• **Collection entries**:
###
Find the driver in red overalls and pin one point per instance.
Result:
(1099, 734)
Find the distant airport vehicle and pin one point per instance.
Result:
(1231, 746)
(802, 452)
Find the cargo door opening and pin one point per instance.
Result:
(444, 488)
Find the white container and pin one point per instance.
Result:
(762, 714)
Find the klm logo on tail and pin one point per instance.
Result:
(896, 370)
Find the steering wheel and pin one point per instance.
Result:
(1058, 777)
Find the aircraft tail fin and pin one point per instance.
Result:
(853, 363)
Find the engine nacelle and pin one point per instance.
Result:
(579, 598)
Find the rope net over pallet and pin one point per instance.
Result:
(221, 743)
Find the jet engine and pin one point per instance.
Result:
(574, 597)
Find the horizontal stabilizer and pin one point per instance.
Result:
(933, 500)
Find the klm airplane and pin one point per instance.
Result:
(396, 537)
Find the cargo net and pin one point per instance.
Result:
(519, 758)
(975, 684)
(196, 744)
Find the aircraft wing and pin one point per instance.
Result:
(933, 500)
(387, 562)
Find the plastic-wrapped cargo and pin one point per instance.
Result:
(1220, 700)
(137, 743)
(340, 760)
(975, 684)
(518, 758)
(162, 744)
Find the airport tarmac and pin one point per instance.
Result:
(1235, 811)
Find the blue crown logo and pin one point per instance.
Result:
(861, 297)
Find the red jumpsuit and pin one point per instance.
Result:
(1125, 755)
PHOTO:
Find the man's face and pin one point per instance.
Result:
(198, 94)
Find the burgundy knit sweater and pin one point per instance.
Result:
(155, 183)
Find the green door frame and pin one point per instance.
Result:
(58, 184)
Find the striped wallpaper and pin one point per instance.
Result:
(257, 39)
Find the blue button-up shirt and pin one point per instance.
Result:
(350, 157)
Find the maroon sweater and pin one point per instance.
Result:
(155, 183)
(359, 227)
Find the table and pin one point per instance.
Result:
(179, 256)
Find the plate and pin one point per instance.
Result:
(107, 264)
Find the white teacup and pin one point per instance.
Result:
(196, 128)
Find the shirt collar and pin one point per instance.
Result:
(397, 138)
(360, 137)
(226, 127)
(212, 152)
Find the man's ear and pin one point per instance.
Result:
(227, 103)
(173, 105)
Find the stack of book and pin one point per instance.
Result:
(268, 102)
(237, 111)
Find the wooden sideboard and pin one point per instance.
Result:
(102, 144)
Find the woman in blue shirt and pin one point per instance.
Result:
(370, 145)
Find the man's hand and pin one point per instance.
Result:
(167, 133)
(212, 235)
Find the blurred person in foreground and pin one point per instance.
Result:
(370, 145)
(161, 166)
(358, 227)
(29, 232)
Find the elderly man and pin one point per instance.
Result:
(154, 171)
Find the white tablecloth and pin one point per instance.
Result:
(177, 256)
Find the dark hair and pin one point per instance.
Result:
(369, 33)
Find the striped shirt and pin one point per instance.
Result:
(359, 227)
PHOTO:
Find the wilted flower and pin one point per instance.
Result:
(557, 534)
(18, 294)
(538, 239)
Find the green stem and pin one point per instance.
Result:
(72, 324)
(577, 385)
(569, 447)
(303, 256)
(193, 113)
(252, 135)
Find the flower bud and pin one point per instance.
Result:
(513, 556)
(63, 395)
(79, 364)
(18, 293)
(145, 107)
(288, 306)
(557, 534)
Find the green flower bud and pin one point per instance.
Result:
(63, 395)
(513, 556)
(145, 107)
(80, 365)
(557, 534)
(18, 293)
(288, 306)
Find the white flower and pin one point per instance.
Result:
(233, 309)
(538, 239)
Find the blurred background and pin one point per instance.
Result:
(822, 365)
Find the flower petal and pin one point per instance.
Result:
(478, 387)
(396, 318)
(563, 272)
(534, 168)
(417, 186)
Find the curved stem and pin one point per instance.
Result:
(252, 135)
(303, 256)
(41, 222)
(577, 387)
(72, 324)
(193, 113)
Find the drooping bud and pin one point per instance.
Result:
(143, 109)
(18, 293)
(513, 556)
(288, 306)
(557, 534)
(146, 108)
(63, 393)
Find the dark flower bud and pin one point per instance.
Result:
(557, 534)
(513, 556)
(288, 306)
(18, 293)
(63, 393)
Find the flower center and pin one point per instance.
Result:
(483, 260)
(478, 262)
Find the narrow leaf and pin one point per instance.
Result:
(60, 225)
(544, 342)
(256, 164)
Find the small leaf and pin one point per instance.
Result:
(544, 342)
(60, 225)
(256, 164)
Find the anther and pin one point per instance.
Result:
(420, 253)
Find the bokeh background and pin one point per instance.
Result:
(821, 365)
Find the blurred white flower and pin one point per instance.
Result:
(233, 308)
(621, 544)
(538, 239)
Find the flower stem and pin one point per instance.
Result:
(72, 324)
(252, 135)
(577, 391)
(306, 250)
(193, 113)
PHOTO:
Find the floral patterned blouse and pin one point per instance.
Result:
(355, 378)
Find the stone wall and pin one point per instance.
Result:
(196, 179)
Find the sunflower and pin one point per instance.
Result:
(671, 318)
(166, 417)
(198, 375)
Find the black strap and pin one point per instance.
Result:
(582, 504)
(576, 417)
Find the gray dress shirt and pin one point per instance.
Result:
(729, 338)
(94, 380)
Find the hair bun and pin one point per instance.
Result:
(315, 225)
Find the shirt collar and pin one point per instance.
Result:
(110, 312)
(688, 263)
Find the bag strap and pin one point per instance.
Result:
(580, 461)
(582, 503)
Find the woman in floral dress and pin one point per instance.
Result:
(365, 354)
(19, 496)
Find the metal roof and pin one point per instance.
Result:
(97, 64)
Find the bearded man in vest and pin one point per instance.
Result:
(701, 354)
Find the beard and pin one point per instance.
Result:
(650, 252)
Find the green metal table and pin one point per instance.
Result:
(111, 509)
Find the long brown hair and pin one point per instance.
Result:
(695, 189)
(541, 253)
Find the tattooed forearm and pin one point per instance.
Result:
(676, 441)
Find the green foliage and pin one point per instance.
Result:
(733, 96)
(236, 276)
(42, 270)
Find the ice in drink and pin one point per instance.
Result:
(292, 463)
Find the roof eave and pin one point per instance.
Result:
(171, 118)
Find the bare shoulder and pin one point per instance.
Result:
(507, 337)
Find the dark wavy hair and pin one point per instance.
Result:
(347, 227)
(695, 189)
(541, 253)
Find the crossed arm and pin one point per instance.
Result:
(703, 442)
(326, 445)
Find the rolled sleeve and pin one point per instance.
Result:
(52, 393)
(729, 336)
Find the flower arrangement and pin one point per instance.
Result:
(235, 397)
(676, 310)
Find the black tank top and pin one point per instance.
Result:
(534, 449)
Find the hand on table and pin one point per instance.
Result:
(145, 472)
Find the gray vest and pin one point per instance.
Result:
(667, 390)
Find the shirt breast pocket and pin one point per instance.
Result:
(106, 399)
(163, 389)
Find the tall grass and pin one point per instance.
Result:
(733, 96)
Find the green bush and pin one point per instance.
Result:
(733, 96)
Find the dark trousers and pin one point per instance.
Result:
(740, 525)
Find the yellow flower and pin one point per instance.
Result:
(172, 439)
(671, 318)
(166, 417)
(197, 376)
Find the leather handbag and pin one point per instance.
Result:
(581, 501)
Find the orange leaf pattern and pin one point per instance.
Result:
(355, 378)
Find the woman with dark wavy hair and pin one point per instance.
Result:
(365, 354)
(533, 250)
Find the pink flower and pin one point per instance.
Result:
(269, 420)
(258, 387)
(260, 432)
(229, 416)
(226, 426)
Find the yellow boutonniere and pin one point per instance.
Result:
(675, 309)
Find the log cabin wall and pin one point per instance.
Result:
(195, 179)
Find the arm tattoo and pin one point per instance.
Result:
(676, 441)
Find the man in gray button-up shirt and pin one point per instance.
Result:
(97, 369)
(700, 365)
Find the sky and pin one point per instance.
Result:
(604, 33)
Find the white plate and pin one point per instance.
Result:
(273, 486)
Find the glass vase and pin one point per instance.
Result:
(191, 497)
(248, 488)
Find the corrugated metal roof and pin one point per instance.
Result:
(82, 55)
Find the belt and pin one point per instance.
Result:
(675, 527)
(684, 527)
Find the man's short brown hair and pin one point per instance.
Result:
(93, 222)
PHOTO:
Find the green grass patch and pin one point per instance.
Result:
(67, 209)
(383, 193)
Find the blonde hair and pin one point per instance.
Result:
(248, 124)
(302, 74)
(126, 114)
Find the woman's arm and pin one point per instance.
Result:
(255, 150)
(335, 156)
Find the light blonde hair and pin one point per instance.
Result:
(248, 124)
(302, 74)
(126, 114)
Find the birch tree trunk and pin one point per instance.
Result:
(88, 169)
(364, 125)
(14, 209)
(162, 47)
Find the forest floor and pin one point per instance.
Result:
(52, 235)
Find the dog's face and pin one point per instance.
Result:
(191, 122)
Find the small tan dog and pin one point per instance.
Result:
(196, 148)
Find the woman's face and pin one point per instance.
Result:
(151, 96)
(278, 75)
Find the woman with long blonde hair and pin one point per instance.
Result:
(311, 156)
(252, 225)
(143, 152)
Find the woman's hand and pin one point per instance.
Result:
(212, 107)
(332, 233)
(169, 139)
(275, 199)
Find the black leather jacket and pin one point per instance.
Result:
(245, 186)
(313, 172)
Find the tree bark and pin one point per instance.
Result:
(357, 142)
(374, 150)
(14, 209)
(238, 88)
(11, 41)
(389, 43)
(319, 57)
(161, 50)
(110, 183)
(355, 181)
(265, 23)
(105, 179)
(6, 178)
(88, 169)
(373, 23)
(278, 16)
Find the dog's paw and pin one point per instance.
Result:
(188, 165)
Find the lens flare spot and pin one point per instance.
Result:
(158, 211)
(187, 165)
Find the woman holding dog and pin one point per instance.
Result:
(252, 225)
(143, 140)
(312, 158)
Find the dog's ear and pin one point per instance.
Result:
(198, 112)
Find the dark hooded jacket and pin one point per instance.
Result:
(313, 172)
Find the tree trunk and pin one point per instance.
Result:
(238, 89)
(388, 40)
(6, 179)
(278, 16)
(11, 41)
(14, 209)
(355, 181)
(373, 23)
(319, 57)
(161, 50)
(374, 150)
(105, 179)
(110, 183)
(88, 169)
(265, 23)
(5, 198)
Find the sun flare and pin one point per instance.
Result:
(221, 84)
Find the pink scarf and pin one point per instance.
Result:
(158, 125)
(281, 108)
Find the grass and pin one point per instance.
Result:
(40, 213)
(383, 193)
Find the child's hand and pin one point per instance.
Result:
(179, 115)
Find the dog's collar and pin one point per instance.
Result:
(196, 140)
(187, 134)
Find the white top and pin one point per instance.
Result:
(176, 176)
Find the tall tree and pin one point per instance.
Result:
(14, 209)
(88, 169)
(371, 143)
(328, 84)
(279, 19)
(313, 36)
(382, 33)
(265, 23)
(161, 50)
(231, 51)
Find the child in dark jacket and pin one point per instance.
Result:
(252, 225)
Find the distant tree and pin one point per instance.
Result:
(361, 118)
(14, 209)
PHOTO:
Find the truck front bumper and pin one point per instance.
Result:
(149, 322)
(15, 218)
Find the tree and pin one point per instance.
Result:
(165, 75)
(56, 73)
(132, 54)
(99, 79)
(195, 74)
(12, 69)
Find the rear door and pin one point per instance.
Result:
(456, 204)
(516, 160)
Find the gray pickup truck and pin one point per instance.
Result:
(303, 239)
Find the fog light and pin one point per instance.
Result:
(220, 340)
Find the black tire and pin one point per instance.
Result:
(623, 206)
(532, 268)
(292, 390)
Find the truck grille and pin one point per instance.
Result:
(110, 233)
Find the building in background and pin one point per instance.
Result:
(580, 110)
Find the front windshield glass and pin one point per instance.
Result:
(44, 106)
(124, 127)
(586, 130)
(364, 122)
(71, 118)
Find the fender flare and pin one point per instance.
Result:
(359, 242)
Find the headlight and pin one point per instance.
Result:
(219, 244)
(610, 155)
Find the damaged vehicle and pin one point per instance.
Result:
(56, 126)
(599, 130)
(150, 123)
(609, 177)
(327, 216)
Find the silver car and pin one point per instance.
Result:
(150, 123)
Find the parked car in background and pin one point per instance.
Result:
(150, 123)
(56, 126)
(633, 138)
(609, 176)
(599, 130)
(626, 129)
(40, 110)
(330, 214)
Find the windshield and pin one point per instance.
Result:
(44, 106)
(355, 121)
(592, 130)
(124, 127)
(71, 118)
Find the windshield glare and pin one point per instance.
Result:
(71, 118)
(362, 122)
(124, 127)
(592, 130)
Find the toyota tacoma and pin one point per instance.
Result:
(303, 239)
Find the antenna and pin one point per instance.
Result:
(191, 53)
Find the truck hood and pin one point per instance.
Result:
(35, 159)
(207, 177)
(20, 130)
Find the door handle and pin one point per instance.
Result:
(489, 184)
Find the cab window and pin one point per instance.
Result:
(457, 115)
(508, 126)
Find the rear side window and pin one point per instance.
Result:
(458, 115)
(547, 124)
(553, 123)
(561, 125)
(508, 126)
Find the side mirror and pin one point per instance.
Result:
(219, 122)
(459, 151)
###
From the line holding "Find the table" to the line holding "Find the wooden", inclusive, restate each line above exactly as written.

• **Answer box**:
Find the table and pin one point per instance.
Result:
(179, 256)
Find the plate and pin one point per instance.
Result:
(107, 264)
Find the white teacup and pin one point per instance.
Result:
(196, 128)
Find the shirt collar and pin one point per instance.
Result:
(397, 138)
(360, 137)
(226, 127)
(212, 152)
Find the man's ear and pin one point per instance.
Result:
(227, 103)
(173, 105)
Find the stack of book and pin one point per instance.
Result:
(268, 102)
(237, 111)
Find the wooden sideboard and pin one point per instance.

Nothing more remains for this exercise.